- [SOURCE DATA]
↓↓↓

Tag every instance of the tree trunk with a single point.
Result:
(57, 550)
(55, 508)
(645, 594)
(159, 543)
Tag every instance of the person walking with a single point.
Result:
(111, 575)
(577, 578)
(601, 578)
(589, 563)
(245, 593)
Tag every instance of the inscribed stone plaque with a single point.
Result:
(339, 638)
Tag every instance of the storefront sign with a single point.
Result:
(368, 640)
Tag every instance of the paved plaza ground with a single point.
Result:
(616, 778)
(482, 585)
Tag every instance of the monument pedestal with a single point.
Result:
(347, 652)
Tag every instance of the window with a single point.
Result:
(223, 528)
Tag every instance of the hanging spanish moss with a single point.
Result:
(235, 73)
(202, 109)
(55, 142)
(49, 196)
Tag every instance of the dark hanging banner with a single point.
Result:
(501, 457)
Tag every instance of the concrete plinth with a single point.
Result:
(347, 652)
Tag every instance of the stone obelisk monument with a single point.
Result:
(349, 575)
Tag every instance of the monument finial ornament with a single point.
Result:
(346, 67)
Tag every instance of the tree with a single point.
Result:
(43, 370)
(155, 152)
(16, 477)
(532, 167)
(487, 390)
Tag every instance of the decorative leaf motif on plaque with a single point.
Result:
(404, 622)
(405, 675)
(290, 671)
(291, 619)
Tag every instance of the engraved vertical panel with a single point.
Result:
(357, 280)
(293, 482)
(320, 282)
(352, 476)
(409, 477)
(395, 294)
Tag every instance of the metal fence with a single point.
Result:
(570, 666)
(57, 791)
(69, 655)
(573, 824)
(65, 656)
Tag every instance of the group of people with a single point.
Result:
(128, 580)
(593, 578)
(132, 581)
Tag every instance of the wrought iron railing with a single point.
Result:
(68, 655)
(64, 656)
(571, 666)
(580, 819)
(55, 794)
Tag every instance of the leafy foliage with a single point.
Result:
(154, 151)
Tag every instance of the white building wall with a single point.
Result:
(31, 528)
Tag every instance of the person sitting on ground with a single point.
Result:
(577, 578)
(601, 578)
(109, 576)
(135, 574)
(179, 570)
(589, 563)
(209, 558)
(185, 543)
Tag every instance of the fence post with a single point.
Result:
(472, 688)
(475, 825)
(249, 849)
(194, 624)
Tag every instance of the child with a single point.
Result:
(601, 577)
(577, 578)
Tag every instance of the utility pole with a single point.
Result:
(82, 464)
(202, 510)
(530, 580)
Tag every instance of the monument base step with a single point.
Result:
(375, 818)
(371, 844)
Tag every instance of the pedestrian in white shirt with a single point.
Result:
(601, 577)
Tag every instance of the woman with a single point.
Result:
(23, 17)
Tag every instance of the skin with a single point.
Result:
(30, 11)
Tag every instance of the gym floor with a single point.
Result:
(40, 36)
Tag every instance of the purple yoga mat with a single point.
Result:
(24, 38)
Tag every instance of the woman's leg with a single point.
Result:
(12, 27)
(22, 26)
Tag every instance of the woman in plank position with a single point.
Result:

↑↑↑
↓↓↓

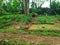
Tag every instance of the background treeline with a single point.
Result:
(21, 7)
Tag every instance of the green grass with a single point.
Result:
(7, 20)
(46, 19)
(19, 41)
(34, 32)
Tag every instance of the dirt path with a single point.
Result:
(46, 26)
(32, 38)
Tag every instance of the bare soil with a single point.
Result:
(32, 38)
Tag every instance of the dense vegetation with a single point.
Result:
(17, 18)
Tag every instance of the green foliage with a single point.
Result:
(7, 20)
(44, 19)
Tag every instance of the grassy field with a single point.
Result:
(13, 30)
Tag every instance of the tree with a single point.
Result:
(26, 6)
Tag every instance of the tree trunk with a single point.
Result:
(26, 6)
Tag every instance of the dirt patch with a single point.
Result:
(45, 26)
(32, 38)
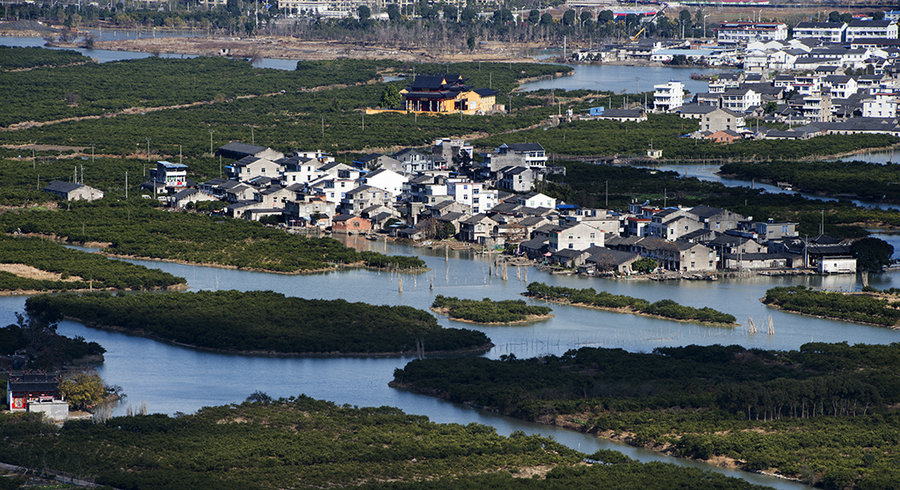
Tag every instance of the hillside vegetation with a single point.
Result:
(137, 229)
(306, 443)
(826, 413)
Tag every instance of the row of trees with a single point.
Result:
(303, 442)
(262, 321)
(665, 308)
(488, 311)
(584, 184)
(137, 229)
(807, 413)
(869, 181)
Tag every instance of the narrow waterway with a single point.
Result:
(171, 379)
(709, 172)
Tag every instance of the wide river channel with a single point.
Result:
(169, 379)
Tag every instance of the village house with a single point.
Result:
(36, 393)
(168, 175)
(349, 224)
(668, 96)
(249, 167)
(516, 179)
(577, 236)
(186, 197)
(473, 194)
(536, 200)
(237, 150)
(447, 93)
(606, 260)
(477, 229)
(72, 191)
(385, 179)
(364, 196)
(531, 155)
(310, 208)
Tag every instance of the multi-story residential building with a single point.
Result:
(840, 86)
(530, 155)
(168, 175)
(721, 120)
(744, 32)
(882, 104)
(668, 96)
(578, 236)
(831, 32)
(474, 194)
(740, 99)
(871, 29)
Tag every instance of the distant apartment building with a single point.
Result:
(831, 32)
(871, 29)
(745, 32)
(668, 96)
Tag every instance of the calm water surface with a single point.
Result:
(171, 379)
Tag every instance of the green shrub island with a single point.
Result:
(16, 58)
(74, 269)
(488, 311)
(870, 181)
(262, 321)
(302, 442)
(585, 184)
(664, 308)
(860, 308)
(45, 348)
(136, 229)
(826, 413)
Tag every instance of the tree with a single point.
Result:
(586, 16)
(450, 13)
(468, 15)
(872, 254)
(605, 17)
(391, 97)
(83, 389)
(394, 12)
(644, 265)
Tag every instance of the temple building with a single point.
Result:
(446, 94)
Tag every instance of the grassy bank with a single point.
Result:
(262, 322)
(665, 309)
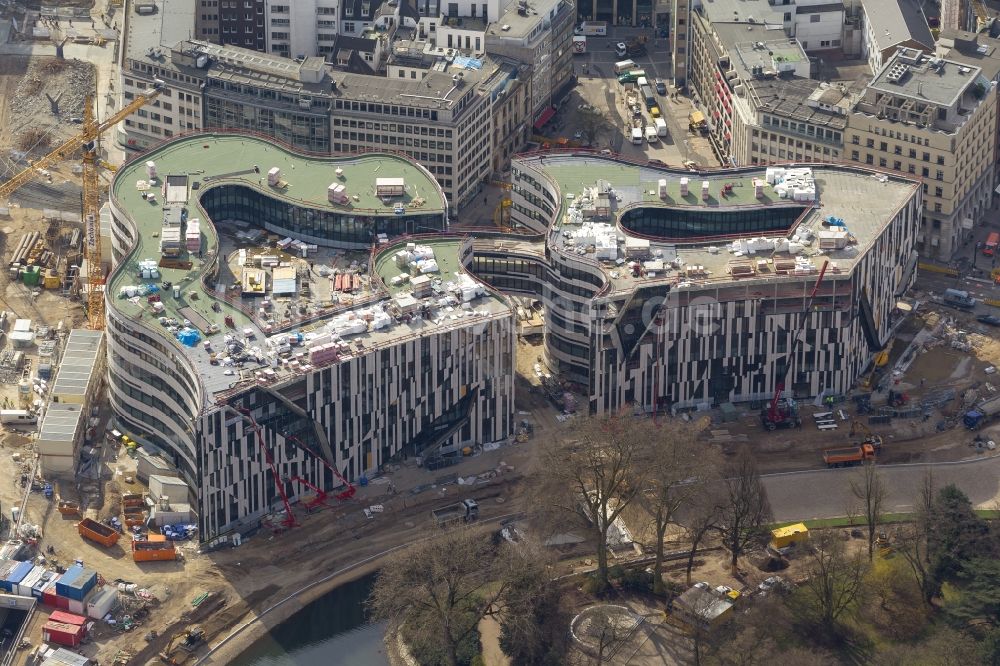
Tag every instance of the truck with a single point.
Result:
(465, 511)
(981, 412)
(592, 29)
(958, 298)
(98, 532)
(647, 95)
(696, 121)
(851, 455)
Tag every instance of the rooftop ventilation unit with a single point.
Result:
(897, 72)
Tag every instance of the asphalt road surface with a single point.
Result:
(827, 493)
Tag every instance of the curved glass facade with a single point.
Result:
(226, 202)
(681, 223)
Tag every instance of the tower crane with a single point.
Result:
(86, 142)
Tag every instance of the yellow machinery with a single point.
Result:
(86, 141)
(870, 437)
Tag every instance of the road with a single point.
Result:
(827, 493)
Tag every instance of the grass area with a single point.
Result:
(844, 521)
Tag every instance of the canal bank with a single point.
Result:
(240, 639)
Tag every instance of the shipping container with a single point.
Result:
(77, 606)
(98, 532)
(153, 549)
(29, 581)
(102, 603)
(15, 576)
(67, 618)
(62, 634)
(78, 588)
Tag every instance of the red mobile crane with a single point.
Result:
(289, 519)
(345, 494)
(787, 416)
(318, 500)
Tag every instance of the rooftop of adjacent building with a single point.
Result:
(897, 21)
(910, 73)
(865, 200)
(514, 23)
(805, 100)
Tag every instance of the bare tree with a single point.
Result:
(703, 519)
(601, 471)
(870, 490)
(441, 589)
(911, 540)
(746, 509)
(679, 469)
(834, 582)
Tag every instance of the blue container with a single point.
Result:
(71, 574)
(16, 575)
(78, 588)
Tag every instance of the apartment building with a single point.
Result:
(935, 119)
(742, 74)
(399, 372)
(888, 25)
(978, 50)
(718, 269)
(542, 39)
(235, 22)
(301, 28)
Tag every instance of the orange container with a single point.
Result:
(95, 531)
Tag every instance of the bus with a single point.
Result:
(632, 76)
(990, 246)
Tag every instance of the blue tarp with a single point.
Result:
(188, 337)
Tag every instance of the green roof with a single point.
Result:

↑↑↑
↓↓↓

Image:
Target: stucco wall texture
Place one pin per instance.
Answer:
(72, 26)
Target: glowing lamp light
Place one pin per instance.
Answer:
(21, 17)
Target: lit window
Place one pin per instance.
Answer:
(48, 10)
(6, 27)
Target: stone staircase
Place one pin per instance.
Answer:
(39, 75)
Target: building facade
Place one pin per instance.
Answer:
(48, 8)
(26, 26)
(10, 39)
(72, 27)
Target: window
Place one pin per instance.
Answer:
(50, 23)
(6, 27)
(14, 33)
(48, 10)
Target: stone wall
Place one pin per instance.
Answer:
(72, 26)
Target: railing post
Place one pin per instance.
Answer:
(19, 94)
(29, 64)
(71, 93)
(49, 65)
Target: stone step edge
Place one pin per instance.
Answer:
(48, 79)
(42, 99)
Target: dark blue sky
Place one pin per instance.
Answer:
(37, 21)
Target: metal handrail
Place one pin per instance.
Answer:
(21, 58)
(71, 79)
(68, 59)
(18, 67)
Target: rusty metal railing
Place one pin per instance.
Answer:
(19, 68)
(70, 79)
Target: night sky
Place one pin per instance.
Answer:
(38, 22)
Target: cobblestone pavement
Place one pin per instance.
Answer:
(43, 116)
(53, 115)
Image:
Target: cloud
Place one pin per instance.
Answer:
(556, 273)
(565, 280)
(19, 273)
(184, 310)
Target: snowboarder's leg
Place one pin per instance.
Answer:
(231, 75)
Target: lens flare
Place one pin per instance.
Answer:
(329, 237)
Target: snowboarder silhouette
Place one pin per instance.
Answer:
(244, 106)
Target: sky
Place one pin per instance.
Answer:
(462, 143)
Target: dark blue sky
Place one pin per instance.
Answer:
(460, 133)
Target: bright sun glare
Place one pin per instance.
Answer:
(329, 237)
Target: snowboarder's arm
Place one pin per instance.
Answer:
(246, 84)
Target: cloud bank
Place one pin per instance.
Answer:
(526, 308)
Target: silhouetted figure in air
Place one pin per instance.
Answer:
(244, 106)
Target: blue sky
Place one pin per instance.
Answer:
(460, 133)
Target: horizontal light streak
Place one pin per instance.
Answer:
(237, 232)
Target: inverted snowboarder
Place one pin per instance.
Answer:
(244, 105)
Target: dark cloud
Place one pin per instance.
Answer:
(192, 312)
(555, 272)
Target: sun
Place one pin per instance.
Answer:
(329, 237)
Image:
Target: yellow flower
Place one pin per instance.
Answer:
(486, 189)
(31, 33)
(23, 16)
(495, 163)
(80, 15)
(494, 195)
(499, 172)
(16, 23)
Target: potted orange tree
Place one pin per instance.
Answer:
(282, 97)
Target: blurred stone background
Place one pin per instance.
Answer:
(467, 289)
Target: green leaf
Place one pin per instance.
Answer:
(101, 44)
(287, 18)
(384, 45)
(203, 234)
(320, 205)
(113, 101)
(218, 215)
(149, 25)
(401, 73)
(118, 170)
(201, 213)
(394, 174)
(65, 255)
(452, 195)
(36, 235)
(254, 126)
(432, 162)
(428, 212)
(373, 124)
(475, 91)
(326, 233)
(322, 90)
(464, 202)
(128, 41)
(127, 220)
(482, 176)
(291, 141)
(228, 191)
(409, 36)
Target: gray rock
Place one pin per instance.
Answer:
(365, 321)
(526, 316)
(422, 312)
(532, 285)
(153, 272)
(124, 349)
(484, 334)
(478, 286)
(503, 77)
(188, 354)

↑↑↑

- [WHAT IS BEING ASKED] How many lines in the items above contain the string "building"? Case must match, and the reply should be the number alone.

- [SOLUTION FOR THIS EXERCISE] 7